- GOAL -
From the line that holds "as [344, 83]." to the last line of the data, copy everything exactly; leave out all the rest.

- DATA LINES -
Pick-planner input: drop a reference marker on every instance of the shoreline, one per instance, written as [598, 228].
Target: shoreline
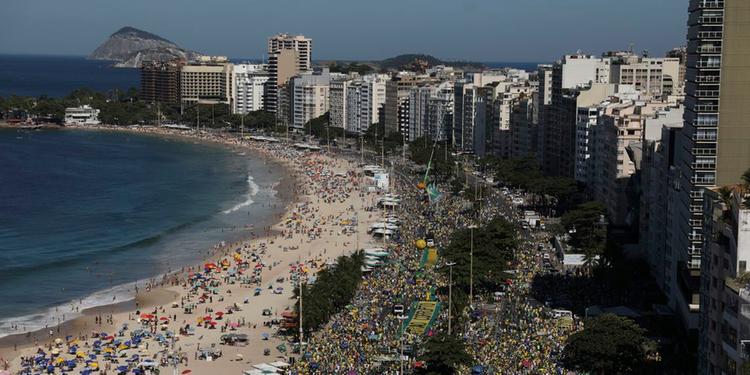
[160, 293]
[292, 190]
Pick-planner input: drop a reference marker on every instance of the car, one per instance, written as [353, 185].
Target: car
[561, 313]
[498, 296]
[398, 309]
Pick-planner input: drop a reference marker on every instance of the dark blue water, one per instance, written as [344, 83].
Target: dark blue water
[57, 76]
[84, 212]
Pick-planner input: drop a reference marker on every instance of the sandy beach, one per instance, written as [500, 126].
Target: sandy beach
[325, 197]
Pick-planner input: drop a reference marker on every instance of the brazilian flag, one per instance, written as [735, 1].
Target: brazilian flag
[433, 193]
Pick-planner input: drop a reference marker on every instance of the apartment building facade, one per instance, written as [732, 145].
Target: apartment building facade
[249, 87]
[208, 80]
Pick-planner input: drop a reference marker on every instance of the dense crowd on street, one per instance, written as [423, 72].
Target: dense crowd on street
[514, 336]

- EXPECTED ANSWER -
Pick-planner input: drop a reference marker on every instance of the dark blue water, one per instance, written as [344, 83].
Target: dark blue water
[57, 76]
[84, 212]
Pick-planner input: drop a reference marker on every instance of the sandy beach, one per instance, written as [500, 126].
Target: sandy beach
[325, 197]
Pick-planner input: drop a reference marker on every instance of the brazilian flag, one per instance, written as [735, 1].
Target: brazilian flag
[433, 193]
Pick-planner input: drop a reference marker on every instance of the apartment building facade, one per instance, written as [732, 145].
Target: apartment building facade
[249, 87]
[208, 80]
Pick-planner input: drop a reference marker on every instance of the dense crowd on street, one per instance, written as [423, 72].
Target: dense crowd on street
[514, 336]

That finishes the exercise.